__Directions for this task__: Can you give the stretch from the start of the rows through the line containing "point(119, 157)" again, swapping "component" for "system" and leaving out the pictures?

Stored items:
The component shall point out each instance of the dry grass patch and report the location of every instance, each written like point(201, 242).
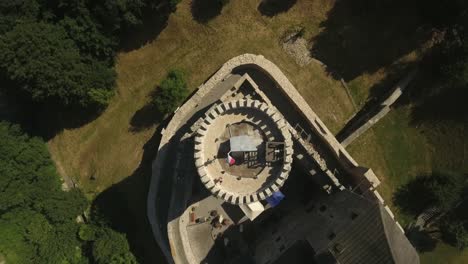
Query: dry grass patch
point(106, 149)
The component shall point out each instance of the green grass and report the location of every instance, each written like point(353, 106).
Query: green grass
point(107, 148)
point(112, 151)
point(119, 157)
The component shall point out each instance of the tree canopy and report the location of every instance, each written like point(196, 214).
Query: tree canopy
point(171, 92)
point(446, 191)
point(37, 219)
point(45, 63)
point(62, 52)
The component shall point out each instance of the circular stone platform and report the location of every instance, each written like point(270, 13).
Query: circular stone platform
point(254, 176)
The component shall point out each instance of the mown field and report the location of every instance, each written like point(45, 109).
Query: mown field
point(110, 157)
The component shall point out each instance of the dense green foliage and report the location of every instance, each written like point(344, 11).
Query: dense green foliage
point(62, 52)
point(111, 247)
point(171, 92)
point(38, 219)
point(446, 191)
point(44, 62)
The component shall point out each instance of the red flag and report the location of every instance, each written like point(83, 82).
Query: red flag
point(231, 160)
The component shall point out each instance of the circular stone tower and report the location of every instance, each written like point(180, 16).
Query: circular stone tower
point(243, 151)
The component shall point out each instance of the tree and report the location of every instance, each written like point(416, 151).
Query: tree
point(112, 247)
point(37, 219)
point(172, 91)
point(46, 64)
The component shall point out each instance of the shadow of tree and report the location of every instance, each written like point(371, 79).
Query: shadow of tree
point(377, 94)
point(154, 20)
point(205, 10)
point(362, 36)
point(272, 8)
point(447, 104)
point(415, 196)
point(422, 240)
point(123, 206)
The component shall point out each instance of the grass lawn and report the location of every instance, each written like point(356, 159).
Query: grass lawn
point(110, 157)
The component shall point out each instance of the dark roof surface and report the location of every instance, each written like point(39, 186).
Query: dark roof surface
point(372, 237)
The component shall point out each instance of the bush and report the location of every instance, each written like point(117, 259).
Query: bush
point(37, 219)
point(46, 64)
point(172, 91)
point(112, 247)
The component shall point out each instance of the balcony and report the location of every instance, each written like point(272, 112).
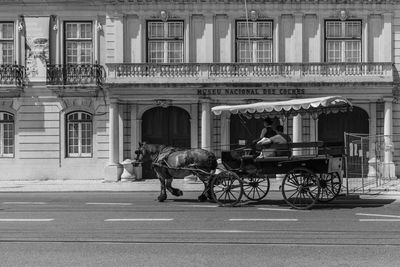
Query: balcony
point(249, 72)
point(12, 75)
point(75, 74)
point(12, 79)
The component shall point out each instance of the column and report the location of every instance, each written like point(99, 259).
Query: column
point(120, 133)
point(194, 126)
point(297, 41)
point(209, 38)
point(388, 165)
point(225, 131)
point(205, 125)
point(297, 133)
point(372, 164)
point(113, 169)
point(133, 41)
point(386, 38)
point(136, 131)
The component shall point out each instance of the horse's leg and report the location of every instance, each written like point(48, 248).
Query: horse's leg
point(163, 192)
point(204, 194)
point(174, 191)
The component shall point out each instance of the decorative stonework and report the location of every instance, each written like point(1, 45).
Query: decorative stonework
point(143, 2)
point(86, 103)
point(164, 15)
point(164, 103)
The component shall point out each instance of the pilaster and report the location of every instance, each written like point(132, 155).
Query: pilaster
point(297, 132)
point(205, 124)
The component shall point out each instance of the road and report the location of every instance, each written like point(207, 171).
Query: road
point(132, 229)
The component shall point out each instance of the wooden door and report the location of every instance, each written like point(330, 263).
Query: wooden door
point(168, 126)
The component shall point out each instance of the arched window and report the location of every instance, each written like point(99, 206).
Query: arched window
point(79, 134)
point(6, 134)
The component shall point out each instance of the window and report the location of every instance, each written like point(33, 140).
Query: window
point(254, 41)
point(165, 42)
point(79, 134)
point(6, 134)
point(6, 43)
point(343, 41)
point(78, 43)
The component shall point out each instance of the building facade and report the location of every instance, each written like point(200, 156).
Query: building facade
point(83, 82)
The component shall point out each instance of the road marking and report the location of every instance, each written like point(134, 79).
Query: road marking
point(265, 220)
point(378, 215)
point(198, 206)
point(26, 220)
point(379, 220)
point(274, 209)
point(103, 203)
point(138, 220)
point(25, 203)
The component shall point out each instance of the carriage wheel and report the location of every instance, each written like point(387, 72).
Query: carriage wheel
point(331, 185)
point(256, 188)
point(227, 188)
point(300, 188)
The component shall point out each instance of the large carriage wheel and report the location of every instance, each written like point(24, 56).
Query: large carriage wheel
point(256, 187)
point(300, 188)
point(331, 185)
point(226, 188)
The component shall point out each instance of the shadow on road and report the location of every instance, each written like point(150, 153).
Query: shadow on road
point(343, 203)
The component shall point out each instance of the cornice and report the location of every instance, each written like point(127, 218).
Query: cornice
point(143, 2)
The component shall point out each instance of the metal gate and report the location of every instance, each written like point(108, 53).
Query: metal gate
point(369, 162)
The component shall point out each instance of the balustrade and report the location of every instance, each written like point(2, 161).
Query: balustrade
point(237, 70)
point(12, 75)
point(73, 74)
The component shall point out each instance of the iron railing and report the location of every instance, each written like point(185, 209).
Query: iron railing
point(12, 75)
point(231, 70)
point(75, 74)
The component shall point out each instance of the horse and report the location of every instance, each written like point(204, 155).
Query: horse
point(171, 162)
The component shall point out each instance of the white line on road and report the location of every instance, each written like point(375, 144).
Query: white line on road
point(25, 203)
point(379, 220)
point(274, 209)
point(378, 215)
point(104, 203)
point(26, 220)
point(265, 220)
point(198, 206)
point(138, 220)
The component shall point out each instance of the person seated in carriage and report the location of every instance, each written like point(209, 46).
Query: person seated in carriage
point(268, 143)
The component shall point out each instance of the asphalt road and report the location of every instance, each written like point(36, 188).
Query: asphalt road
point(132, 229)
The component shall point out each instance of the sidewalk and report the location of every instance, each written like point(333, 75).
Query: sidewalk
point(391, 187)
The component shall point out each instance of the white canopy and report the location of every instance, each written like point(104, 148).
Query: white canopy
point(290, 107)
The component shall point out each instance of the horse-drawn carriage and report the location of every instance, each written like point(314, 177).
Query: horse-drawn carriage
point(312, 172)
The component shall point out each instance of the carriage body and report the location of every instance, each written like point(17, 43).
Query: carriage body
point(308, 177)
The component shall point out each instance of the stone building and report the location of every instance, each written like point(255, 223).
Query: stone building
point(82, 82)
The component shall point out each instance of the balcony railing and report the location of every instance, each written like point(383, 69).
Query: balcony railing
point(75, 74)
point(211, 71)
point(12, 75)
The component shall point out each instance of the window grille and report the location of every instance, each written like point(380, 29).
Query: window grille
point(254, 41)
point(7, 138)
point(79, 134)
point(78, 43)
point(7, 43)
point(343, 41)
point(165, 42)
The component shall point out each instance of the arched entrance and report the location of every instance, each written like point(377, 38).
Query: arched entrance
point(331, 128)
point(242, 128)
point(168, 126)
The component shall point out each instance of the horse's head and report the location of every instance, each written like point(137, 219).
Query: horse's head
point(147, 152)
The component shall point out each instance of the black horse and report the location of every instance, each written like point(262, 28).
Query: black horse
point(169, 162)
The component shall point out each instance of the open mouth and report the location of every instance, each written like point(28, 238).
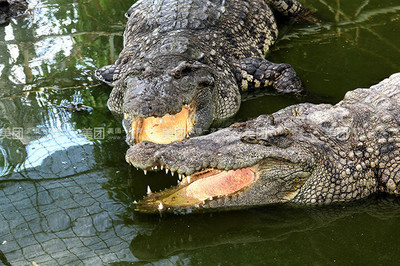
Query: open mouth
point(199, 189)
point(162, 130)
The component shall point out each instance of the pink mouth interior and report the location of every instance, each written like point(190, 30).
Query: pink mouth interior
point(209, 184)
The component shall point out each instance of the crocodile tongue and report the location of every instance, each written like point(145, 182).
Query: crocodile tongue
point(164, 130)
point(194, 190)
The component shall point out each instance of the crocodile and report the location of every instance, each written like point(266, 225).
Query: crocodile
point(309, 154)
point(11, 8)
point(185, 63)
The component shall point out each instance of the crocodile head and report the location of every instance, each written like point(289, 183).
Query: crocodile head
point(168, 98)
point(232, 168)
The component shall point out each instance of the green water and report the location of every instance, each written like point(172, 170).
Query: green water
point(66, 193)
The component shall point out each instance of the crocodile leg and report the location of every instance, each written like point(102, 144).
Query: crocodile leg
point(288, 7)
point(255, 72)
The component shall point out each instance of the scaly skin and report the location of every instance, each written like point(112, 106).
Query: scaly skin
point(306, 153)
point(193, 58)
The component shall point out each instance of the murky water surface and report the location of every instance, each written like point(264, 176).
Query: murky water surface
point(66, 193)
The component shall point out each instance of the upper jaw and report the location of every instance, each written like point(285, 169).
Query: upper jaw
point(163, 130)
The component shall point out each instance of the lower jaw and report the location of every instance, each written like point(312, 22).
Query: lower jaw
point(163, 130)
point(196, 190)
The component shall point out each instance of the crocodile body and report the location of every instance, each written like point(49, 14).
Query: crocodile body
point(306, 154)
point(185, 63)
point(11, 8)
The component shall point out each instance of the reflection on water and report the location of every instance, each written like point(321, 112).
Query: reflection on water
point(66, 192)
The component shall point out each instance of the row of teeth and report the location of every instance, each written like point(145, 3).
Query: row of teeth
point(155, 168)
point(126, 115)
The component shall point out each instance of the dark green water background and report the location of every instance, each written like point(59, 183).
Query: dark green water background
point(66, 192)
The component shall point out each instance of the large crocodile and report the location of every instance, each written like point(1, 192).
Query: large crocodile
point(185, 62)
point(306, 153)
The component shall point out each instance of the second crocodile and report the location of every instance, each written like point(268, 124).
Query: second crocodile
point(306, 153)
point(185, 63)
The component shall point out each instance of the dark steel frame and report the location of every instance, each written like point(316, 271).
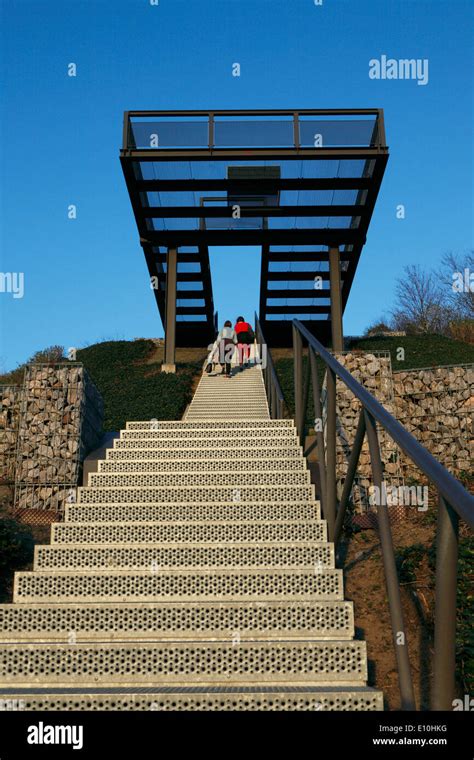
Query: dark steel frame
point(454, 503)
point(348, 240)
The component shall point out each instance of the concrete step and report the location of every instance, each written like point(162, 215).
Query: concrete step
point(192, 494)
point(184, 512)
point(195, 532)
point(260, 439)
point(178, 621)
point(210, 424)
point(196, 699)
point(201, 663)
point(208, 478)
point(159, 557)
point(207, 452)
point(191, 434)
point(256, 465)
point(177, 586)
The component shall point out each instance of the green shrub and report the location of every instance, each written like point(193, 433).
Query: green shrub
point(133, 389)
point(16, 545)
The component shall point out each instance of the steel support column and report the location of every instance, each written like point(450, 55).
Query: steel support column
point(336, 299)
point(444, 663)
point(169, 364)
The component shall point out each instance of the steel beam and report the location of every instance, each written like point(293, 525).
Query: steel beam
point(336, 299)
point(169, 364)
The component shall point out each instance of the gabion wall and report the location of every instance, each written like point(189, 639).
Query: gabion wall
point(436, 405)
point(374, 372)
point(10, 397)
point(61, 414)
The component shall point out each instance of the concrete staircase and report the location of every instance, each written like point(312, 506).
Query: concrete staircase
point(192, 573)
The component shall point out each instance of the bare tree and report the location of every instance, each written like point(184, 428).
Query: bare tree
point(456, 277)
point(422, 305)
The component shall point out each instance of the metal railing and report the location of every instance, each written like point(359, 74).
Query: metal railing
point(200, 129)
point(454, 502)
point(276, 399)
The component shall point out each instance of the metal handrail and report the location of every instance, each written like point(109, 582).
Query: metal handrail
point(378, 140)
point(454, 501)
point(450, 488)
point(276, 399)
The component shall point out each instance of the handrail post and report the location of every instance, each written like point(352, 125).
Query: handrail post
point(350, 474)
point(444, 660)
point(298, 379)
point(319, 432)
point(336, 299)
point(391, 579)
point(331, 495)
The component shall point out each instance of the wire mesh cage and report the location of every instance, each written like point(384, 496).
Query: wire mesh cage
point(10, 400)
point(60, 421)
point(374, 371)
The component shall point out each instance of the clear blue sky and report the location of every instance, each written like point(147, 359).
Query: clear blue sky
point(86, 280)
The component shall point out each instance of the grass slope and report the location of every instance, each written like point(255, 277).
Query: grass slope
point(128, 375)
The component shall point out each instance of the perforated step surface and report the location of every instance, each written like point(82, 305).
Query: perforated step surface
point(192, 494)
point(157, 558)
point(111, 663)
point(257, 465)
point(231, 622)
point(173, 532)
point(222, 439)
point(181, 586)
point(208, 451)
point(209, 424)
point(195, 699)
point(226, 478)
point(193, 572)
point(228, 512)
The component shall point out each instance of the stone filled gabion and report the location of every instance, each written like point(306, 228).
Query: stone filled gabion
point(437, 406)
point(374, 372)
point(60, 422)
point(10, 396)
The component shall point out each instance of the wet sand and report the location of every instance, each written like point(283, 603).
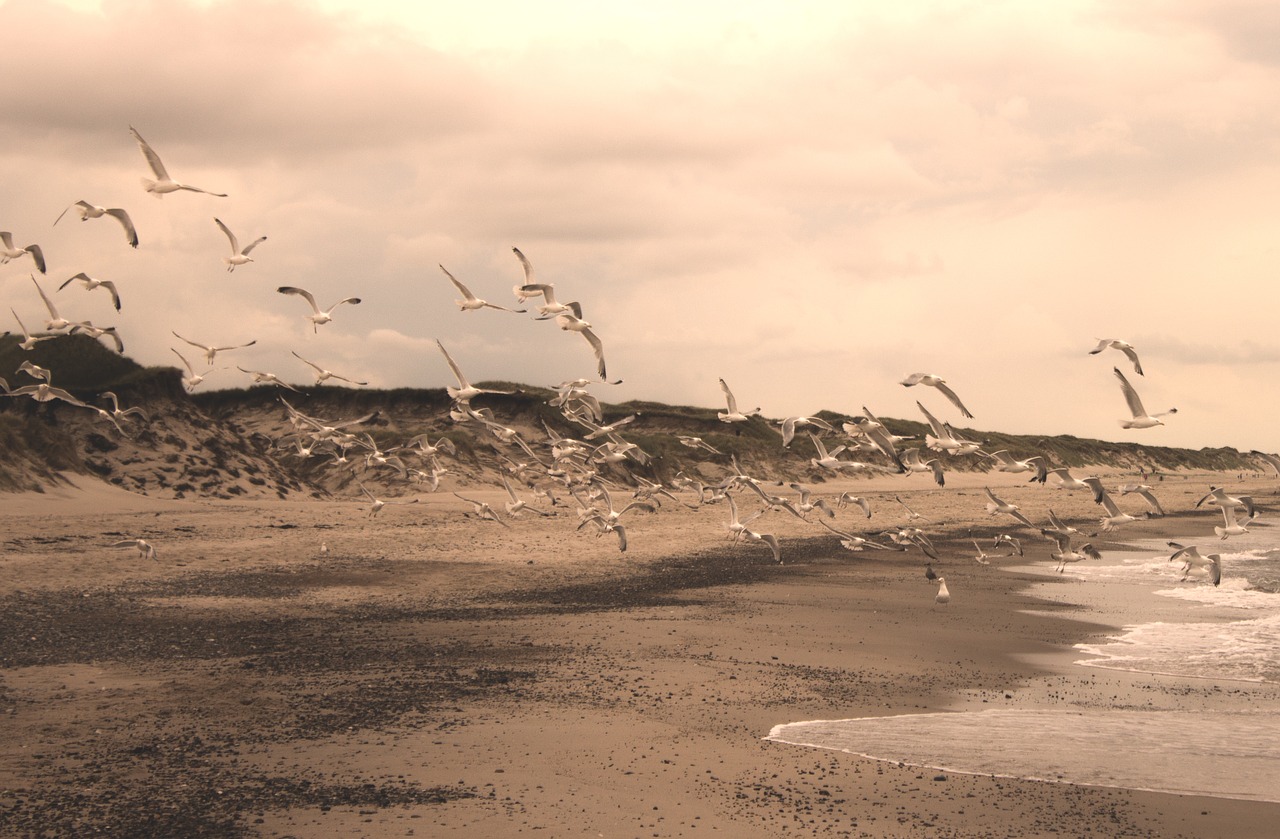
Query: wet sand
point(434, 675)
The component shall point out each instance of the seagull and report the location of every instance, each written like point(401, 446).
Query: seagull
point(732, 414)
point(240, 255)
point(1006, 463)
point(912, 515)
point(91, 283)
point(698, 442)
point(94, 211)
point(1193, 559)
point(937, 382)
point(321, 374)
point(572, 322)
point(378, 504)
point(1217, 496)
point(1066, 480)
point(465, 392)
point(1114, 518)
point(1144, 491)
point(146, 551)
point(1123, 346)
point(163, 183)
point(470, 301)
point(944, 438)
point(9, 251)
point(266, 378)
point(192, 379)
point(1066, 553)
point(318, 317)
point(97, 332)
point(850, 498)
point(480, 510)
point(791, 423)
point(213, 351)
point(997, 505)
point(118, 414)
point(28, 341)
point(1230, 527)
point(851, 542)
point(913, 461)
point(1141, 419)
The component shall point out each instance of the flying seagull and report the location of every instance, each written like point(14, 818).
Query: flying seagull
point(163, 183)
point(1123, 346)
point(936, 382)
point(1141, 419)
point(240, 255)
point(94, 211)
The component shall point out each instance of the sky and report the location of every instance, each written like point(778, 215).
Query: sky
point(810, 200)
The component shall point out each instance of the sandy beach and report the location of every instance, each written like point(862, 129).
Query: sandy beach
point(432, 675)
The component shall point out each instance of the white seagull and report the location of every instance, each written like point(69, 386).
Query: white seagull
point(732, 414)
point(940, 383)
point(210, 352)
point(94, 211)
point(1123, 346)
point(240, 255)
point(1141, 419)
point(28, 340)
point(163, 183)
point(318, 317)
point(10, 251)
point(91, 283)
point(321, 374)
point(470, 302)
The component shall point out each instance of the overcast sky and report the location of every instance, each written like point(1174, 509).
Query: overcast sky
point(810, 200)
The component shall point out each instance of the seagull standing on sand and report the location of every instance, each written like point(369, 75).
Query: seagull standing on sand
point(316, 315)
point(146, 551)
point(1123, 346)
point(10, 251)
point(163, 183)
point(240, 255)
point(94, 211)
point(940, 383)
point(91, 283)
point(1141, 418)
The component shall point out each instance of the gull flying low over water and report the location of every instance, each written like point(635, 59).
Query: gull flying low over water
point(240, 255)
point(470, 302)
point(163, 183)
point(940, 383)
point(9, 251)
point(1123, 346)
point(316, 315)
point(94, 211)
point(1192, 559)
point(1141, 419)
point(91, 283)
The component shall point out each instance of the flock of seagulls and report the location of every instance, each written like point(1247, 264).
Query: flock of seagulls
point(580, 475)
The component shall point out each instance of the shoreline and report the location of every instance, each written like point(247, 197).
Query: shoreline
point(456, 679)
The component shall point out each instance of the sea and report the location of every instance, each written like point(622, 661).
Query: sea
point(1189, 684)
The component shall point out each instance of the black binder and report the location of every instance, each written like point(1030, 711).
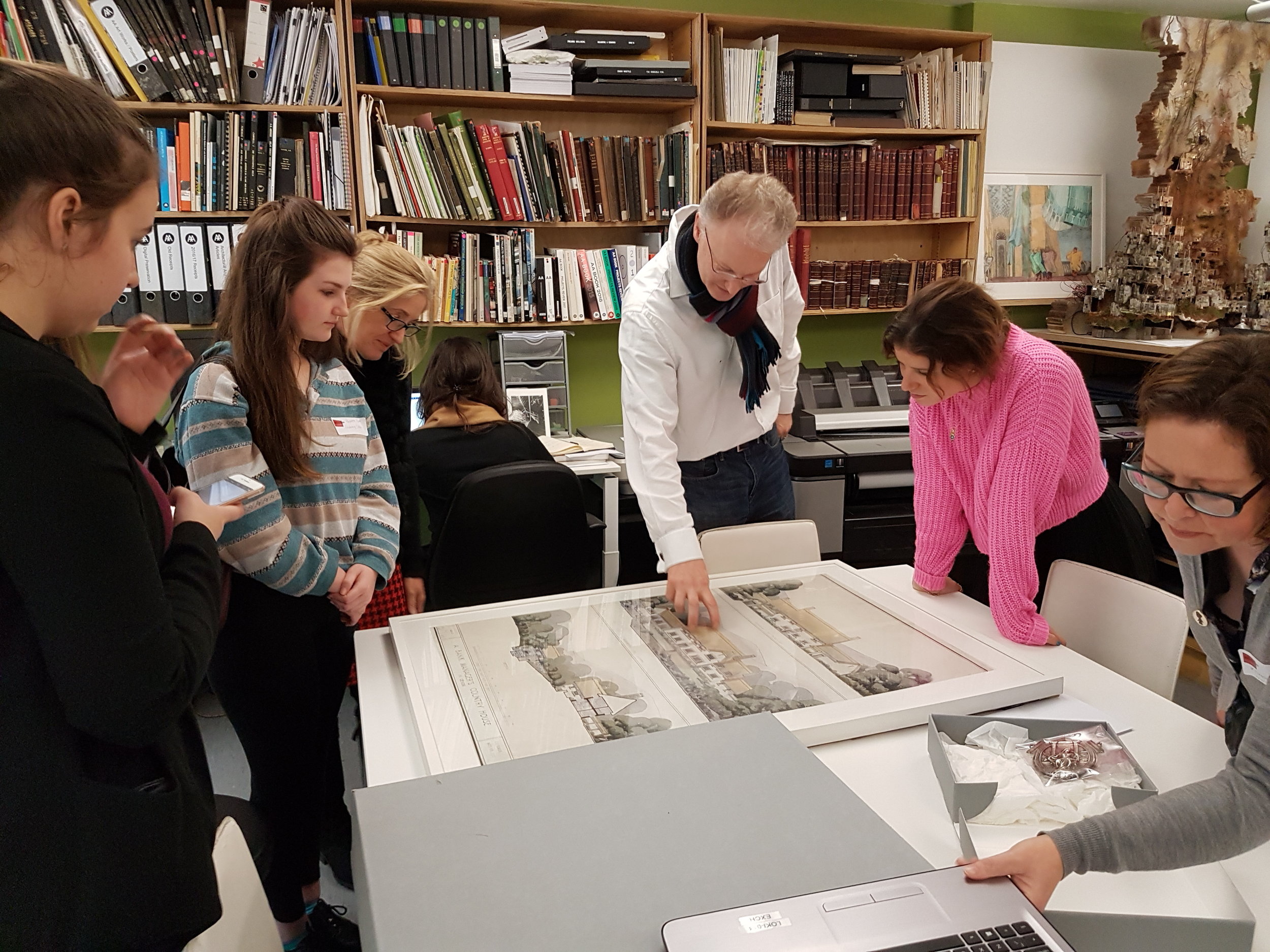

__Correct result__:
The system shall point out each instance of the dry grass patch and report the location of every instance, each written like point(201, 242).
Query: dry grass patch
point(106, 149)
The system shall point out each instance of the green grass and report the location of every instance, each written like point(353, 106).
Query: green grass
point(107, 148)
point(112, 151)
point(119, 157)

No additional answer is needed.